* [TASK BRIEF] Copy the data that follows exactly. Include no pictures.
::: DATA SUPPLIED
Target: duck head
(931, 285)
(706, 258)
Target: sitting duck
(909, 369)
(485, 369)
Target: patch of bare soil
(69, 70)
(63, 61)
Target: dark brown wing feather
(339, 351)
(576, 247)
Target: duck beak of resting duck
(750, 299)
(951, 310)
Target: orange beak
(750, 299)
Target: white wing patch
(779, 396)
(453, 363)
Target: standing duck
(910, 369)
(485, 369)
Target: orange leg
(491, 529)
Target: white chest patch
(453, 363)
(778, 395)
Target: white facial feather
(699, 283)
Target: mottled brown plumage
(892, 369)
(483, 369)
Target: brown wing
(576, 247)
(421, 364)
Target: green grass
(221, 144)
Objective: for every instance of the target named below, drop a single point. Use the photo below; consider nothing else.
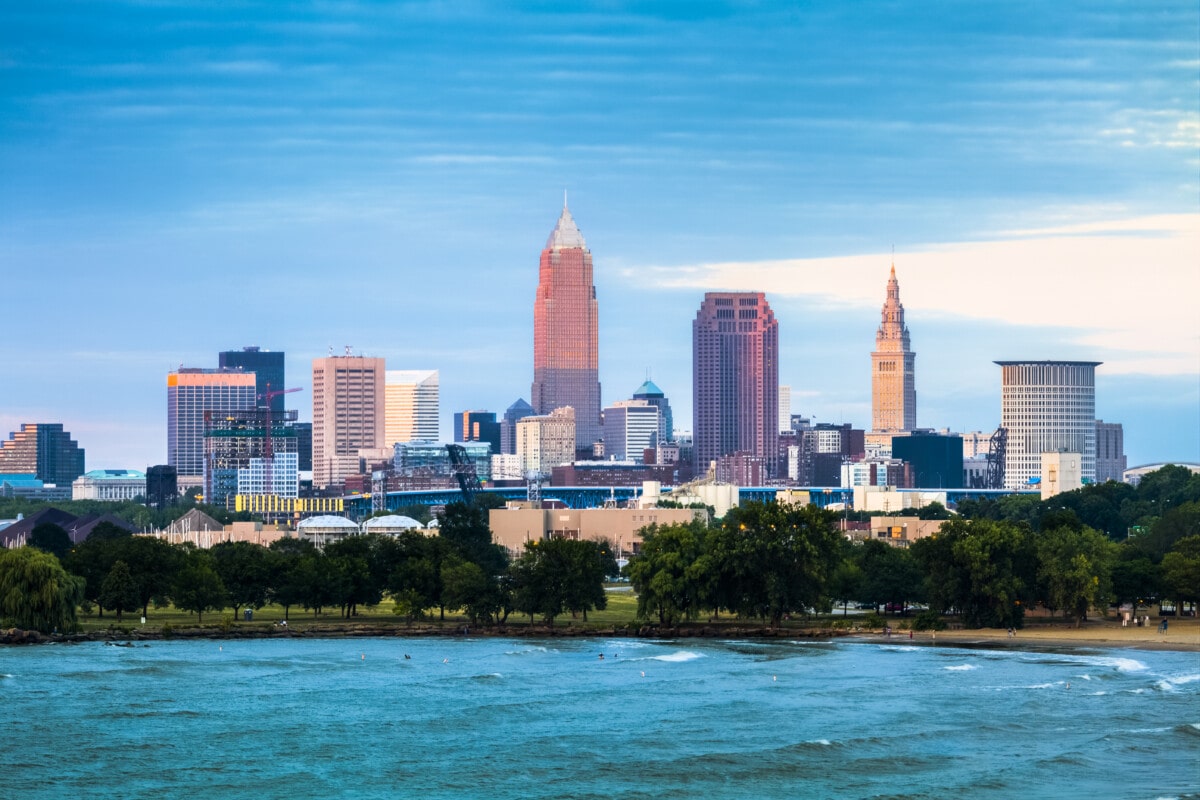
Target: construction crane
(268, 446)
(465, 470)
(997, 451)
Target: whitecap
(526, 651)
(1122, 665)
(1180, 680)
(676, 657)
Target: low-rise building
(514, 527)
(113, 485)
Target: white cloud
(1127, 288)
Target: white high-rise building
(546, 441)
(1047, 407)
(412, 405)
(347, 414)
(283, 480)
(630, 428)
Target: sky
(179, 179)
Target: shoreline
(1183, 636)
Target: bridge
(358, 506)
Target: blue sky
(178, 179)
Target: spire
(565, 233)
(892, 324)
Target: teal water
(547, 719)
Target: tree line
(769, 561)
(989, 565)
(42, 585)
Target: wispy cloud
(1127, 288)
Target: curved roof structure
(391, 522)
(648, 390)
(565, 233)
(327, 521)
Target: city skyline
(359, 176)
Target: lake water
(489, 717)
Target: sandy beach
(1182, 635)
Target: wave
(1174, 684)
(1119, 663)
(678, 656)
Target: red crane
(268, 449)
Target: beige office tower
(412, 405)
(347, 414)
(893, 379)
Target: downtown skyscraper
(565, 332)
(893, 370)
(736, 378)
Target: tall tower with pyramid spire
(565, 332)
(893, 379)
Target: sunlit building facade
(736, 378)
(565, 332)
(1047, 407)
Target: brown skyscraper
(736, 374)
(893, 379)
(565, 338)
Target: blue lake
(489, 717)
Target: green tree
(51, 539)
(666, 572)
(107, 531)
(153, 564)
(983, 569)
(1181, 571)
(466, 587)
(286, 554)
(778, 558)
(1135, 578)
(119, 590)
(36, 593)
(558, 575)
(465, 527)
(245, 570)
(197, 585)
(935, 510)
(1074, 570)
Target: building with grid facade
(347, 414)
(43, 450)
(565, 332)
(413, 405)
(1047, 407)
(267, 366)
(630, 428)
(191, 395)
(736, 378)
(893, 368)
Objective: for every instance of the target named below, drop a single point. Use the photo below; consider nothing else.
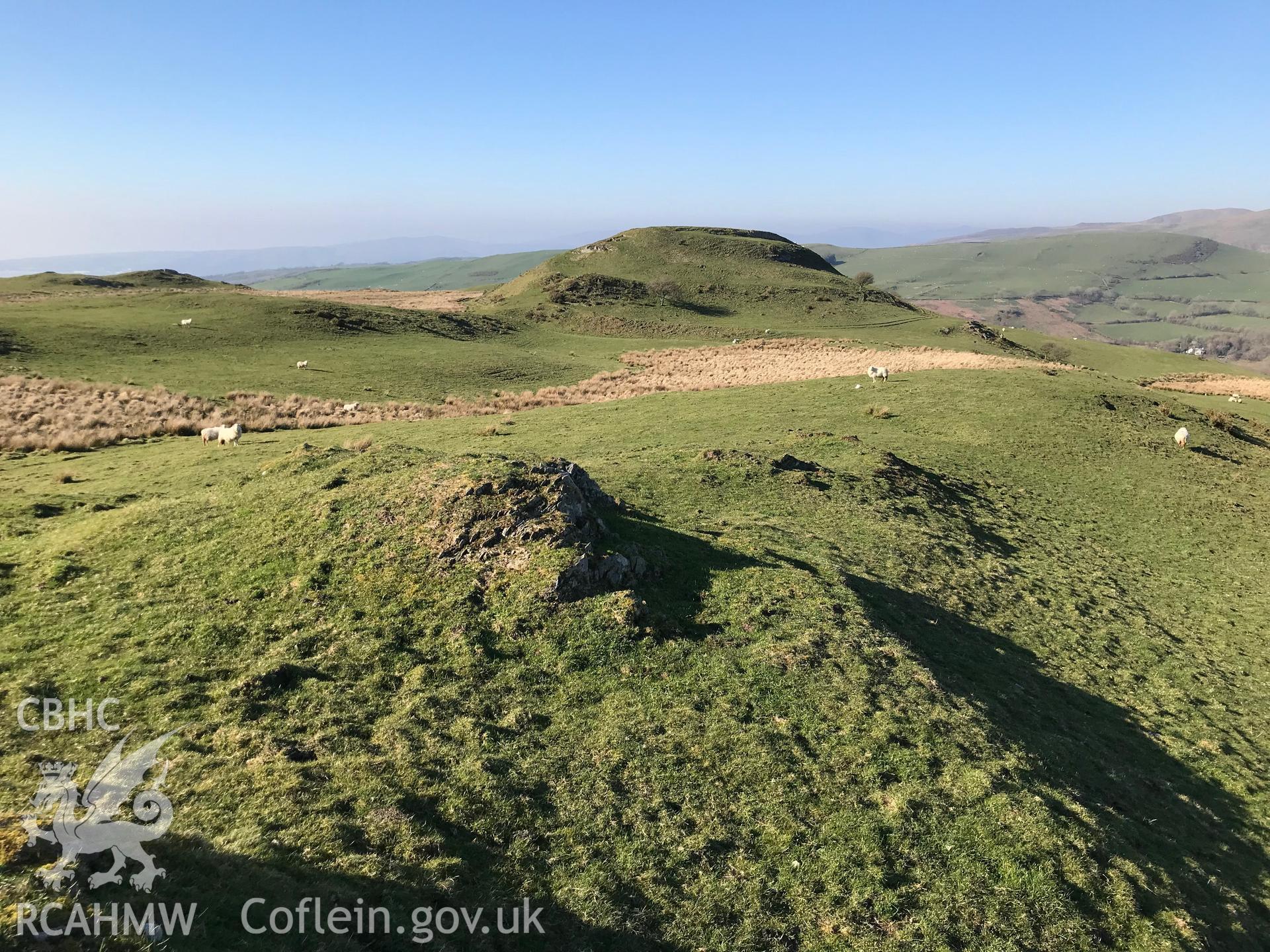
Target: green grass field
(436, 274)
(984, 672)
(963, 702)
(1143, 270)
(1137, 264)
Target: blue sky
(193, 126)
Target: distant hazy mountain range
(397, 251)
(208, 263)
(1241, 227)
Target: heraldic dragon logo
(97, 830)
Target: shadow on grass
(222, 884)
(704, 310)
(683, 567)
(1193, 841)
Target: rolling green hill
(1128, 287)
(1241, 227)
(54, 282)
(960, 649)
(436, 274)
(969, 659)
(695, 276)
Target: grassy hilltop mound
(55, 282)
(437, 274)
(727, 277)
(762, 655)
(821, 680)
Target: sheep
(229, 434)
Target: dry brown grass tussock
(55, 414)
(1216, 383)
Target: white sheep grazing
(229, 434)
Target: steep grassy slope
(1241, 227)
(650, 278)
(987, 680)
(517, 338)
(1124, 287)
(439, 274)
(240, 340)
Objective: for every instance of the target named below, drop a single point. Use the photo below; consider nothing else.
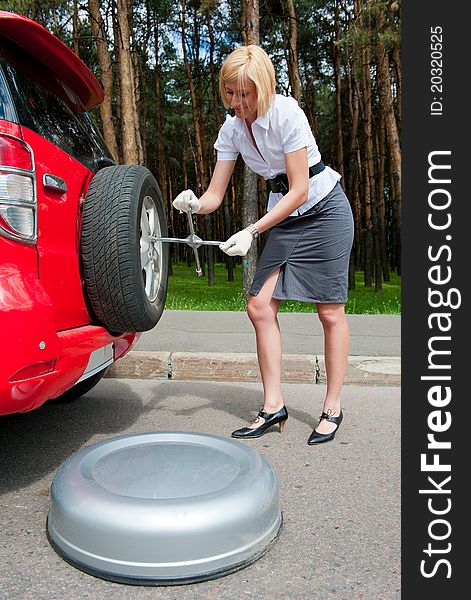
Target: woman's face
(242, 98)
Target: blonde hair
(253, 63)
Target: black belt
(279, 184)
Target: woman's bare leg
(263, 313)
(336, 344)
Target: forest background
(158, 62)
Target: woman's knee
(258, 310)
(331, 315)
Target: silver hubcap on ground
(151, 252)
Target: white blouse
(283, 128)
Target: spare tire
(125, 271)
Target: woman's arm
(214, 195)
(298, 176)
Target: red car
(80, 271)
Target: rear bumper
(73, 361)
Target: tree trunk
(162, 164)
(293, 68)
(129, 141)
(338, 95)
(75, 29)
(372, 224)
(104, 62)
(389, 118)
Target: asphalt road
(340, 501)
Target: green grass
(186, 291)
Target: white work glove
(238, 244)
(186, 201)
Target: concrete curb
(218, 366)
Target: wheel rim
(151, 252)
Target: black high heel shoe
(270, 419)
(318, 438)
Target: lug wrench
(192, 240)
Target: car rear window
(48, 107)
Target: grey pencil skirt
(312, 252)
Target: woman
(307, 252)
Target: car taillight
(18, 203)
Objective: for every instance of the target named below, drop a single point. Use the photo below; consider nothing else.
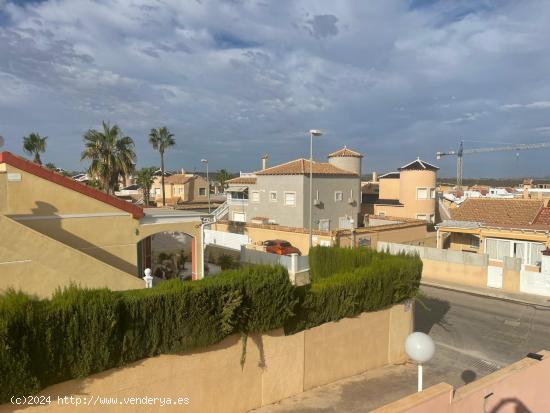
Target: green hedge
(370, 281)
(327, 261)
(80, 331)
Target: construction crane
(461, 152)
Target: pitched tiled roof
(419, 165)
(345, 152)
(44, 173)
(390, 175)
(301, 167)
(242, 180)
(506, 213)
(543, 218)
(177, 179)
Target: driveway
::::::
* [RESULT OF THIS TASK]
Target: duck head
(931, 285)
(706, 258)
Target: sitting duck
(909, 369)
(485, 369)
Target: patch of bare soil
(69, 70)
(63, 61)
Target: dark brown wing feather
(339, 351)
(576, 247)
Target: duck beak of resting duck
(750, 299)
(951, 310)
Target: orange beak
(750, 299)
Target: white wing patch
(779, 396)
(453, 363)
Target: standing duck
(910, 369)
(485, 369)
Target: orange leg
(491, 529)
Target: white chest patch
(453, 363)
(778, 395)
Target: white facial feather
(699, 283)
Target: mottled brown plumage
(892, 369)
(483, 369)
Target: brown wing
(576, 247)
(421, 364)
Target: green grass
(221, 144)
Objective: for every instance of the target named below, drop a single point. Use the photo below; consider nothing else.
Target: construction crane
(268, 446)
(465, 470)
(997, 451)
Target: whitecap
(526, 651)
(1122, 665)
(1180, 680)
(676, 657)
Target: low-rise building
(514, 527)
(113, 485)
Target: white cloud
(1127, 288)
Target: white high-rise building
(546, 441)
(1047, 407)
(412, 405)
(347, 414)
(283, 480)
(630, 428)
Target: sky
(179, 179)
Target: shoreline
(1183, 636)
Target: bridge
(358, 506)
Target: blue sky
(178, 179)
Target: spire
(565, 233)
(892, 324)
Target: teal water
(547, 719)
Target: tree line
(769, 561)
(989, 565)
(42, 585)
Target: wispy cloud
(1127, 288)
Target: curved roof structure
(391, 522)
(648, 390)
(565, 233)
(327, 521)
Target: city skyline
(359, 176)
Target: lake water
(489, 717)
Target: sandy beach
(1182, 635)
Target: wave
(1174, 684)
(1119, 663)
(678, 656)
Target: red crane
(268, 449)
Target: beige office tower
(412, 405)
(347, 414)
(893, 379)
Target: downtown skyscraper
(565, 332)
(893, 370)
(736, 378)
Target: tall tower with pyramid spire
(565, 332)
(893, 379)
Target: sunlit building facade
(736, 378)
(565, 332)
(1047, 407)
Target: brown skyscraper
(736, 374)
(893, 379)
(565, 338)
Target: blue lake
(489, 717)
Target: green tree
(51, 539)
(666, 572)
(107, 531)
(153, 564)
(983, 569)
(1181, 571)
(466, 587)
(286, 554)
(778, 558)
(1135, 578)
(119, 590)
(36, 593)
(558, 575)
(465, 527)
(245, 570)
(197, 585)
(935, 510)
(1074, 570)
Target: building with grid facade
(347, 414)
(43, 450)
(565, 332)
(413, 405)
(1047, 407)
(267, 366)
(630, 428)
(191, 395)
(736, 378)
(893, 368)
Objective: for every instance of the target named below, drop a single point. Use the photo below; consider nothing else.
Target: green grass field
(436, 274)
(984, 672)
(963, 702)
(1143, 270)
(1137, 264)
Target: blue sky
(193, 126)
Target: distant hazy mountain range
(397, 251)
(208, 263)
(1241, 227)
Target: heraldic dragon logo
(97, 830)
Target: shadow on grass
(222, 884)
(704, 310)
(683, 567)
(1193, 841)
Target: rolling green hill
(1128, 287)
(1241, 227)
(54, 282)
(960, 649)
(436, 274)
(969, 659)
(695, 276)
Target: grassy hilltop mound
(55, 282)
(437, 274)
(727, 277)
(762, 655)
(821, 680)
Target: sheep
(229, 434)
Target: dry brown grass tussock
(55, 414)
(1216, 383)
Target: white sheep grazing
(229, 434)
Target: steep grassy slope
(1241, 227)
(650, 278)
(987, 680)
(517, 338)
(1124, 287)
(439, 274)
(240, 340)
Objective: for every instance of the target named below, drop a single point. Use the photo below; consider nothing else.
Target: woman's face
(242, 98)
Target: blonde hair
(253, 63)
Target: black belt
(279, 184)
Target: woman's bare leg
(263, 313)
(336, 344)
Target: forest background
(158, 62)
Target: woman's knee
(258, 310)
(331, 315)
Target: silver hubcap on ground
(151, 252)
Target: white blouse
(283, 128)
Target: spare tire
(125, 271)
Target: woman's arm
(214, 195)
(298, 176)
Target: red car
(80, 271)
Target: rear bumper
(73, 361)
Target: tree trunk
(162, 164)
(293, 68)
(129, 141)
(338, 95)
(75, 29)
(372, 224)
(104, 62)
(389, 118)
Target: asphalt road
(340, 501)
Target: green grass
(186, 291)
Target: white work glove
(238, 244)
(186, 201)
Target: concrete curb
(218, 366)
Target: wheel rim
(151, 252)
Target: black high heel shoe
(270, 419)
(318, 438)
Target: lug wrench
(192, 240)
Target: car rear window
(48, 107)
Target: grey pencil skirt
(312, 252)
Target: woman
(307, 252)
Target: car taillight
(18, 203)
Objective: for every instance of the target named below, drop a single point. Use the photo below; consider nothing else.
Target: green hedge
(370, 281)
(327, 261)
(80, 331)
Target: construction crane
(461, 152)
Target: pitched tiled roof
(419, 165)
(345, 152)
(44, 173)
(390, 175)
(301, 167)
(242, 180)
(506, 213)
(543, 218)
(177, 179)
Target: driveway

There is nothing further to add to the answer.